» **What to work on**:
A: What three things does the motion estimation text say the invention relates to?
B: Write the next part of the motion estimation text, picking up after its final sentence.

» **Text segment**:
******************************

The invention relates to a method of estimating motion between pictures composed of two interlaced fields divided into blocks of pixels, which method comprises a step of searching the motion vector which is most representative of the motion between two pictures, referred to as optimum frame vector, and a step of searching the motion vector which is most representative of the motion between two fields, referred to as optimum field vector, which comprises, in parallel, two sub-steps each comprising, in series, a search for the field vector by way of block matching and a refinement of the search to within half a pixel.
The invention also relates to a circuit for estimating motion between pictures composed of two interlaced fields divided into blocks of pixels, which circuit comprises means for searching the motion vector which is most representative of the motion between two pictures, referred to as optimum frame vector, and means for searching the motion vector which is most representative of the motion between two fields, referred to as optimum field vector, said means for searching the optimum field vector comprising means for searching a field vector by way of block matching and means for refining such a search to within half a pixel.
The invention finally relates to a coding device comprising such a motion estimation circuit.

******************************

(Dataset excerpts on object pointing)

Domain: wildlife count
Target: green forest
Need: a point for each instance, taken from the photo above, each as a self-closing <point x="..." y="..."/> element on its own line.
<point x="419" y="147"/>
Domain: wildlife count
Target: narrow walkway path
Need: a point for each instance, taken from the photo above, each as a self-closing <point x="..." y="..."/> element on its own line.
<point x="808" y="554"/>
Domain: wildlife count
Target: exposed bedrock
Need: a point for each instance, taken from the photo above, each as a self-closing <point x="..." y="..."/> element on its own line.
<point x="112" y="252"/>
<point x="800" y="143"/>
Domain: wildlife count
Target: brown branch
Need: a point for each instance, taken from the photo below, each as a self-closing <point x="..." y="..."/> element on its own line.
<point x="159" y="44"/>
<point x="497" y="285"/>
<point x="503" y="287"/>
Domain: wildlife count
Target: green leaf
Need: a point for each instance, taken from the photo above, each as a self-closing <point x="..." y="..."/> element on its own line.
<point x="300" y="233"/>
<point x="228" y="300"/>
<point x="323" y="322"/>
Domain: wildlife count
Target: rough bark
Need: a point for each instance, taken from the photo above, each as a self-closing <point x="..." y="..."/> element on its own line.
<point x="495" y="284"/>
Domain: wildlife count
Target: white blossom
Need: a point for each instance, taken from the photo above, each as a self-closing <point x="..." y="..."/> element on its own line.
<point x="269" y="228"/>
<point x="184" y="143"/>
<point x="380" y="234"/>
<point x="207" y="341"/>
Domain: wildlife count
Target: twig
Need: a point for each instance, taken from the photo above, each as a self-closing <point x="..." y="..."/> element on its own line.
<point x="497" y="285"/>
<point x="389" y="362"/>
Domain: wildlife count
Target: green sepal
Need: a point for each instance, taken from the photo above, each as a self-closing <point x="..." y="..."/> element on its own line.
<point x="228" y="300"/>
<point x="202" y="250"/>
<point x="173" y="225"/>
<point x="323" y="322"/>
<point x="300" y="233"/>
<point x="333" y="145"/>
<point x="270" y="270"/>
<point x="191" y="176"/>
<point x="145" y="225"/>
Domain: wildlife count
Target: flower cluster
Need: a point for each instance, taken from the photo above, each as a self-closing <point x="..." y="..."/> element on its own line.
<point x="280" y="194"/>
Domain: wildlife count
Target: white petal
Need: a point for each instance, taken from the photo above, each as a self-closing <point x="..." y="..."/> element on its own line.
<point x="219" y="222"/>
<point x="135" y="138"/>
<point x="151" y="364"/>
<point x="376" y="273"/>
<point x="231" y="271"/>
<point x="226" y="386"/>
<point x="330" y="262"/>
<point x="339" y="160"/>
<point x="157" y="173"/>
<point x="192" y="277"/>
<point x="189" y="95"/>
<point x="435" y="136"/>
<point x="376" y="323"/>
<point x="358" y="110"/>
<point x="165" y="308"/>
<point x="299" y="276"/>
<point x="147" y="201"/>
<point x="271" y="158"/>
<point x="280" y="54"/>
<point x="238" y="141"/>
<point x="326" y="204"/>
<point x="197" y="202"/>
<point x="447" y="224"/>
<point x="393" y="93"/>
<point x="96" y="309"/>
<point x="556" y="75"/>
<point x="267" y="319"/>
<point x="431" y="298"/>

******************************

» **Responses by task**:
A:
- A method of estimating motion between pictures composed of two interlaced fields divided into blocks of pixels
- A circuit for estimating motion between pictures composed of two interlaced fields divided into blocks of pixels
- A coding device comprising such a motion estimation circuit

B:
This invention is widely used in the field of digital data compression before transmission and/or storage of these data, and particularly for realising a device for coding digital television signals which are compatible with the MPEG2 standard.
It is known that the transmission in a digital form of a television picture at the actual definition requires bitrates (and would require even more bitrates at a higher definition) necessitating channels having a very wide band (for example, a sequence of colour pictures of 25 frames per second generates a digital data stream of just over 165 million bits per second). The direct transmission of such a quantity of information cannot be realised economically and, in order that this information can make use of the existing networks for data transmission and storage media, the number of data is compressed. This compression is obtained essentially by utilizing the strong spatial and temporal correlation between neighbouring pixels, as will hereinafter be described in greater detail.
First, it will be useful to recall the main characteristics of the MPEG2 standard. A sequence of digital signals in conformity with this standard comprises information relating to the luminance component Y and the chrominance components, or colour difference signals U and V (the grey levels for the luminance Y and the colour levels for the signals U and V are expressed in digital words of 8 bits). In accordance with the input format provided by the MPEG standard, the chrominance is subjected to a sub-sampling by four with respect to the luminance. There are thus two values which are related to the colour (one for U, the other for V) for four luminance values. As the matrices of words of 8 bits are arranged in blocks of 8.times.8 pixels, four adjacent blocks of the matrix Y correspond to one block of the matrix U and one block of the matrix V, and these six blocks combined constitute a macroblock (these blocks and macroblocks are the picture subdivision units which are subjected to coding, as in the example cited hereinbefore). Finally, a regrouped series of macroblocks constitutes a slice and each picture is composed of a given number of slices, for example 36 in the example described.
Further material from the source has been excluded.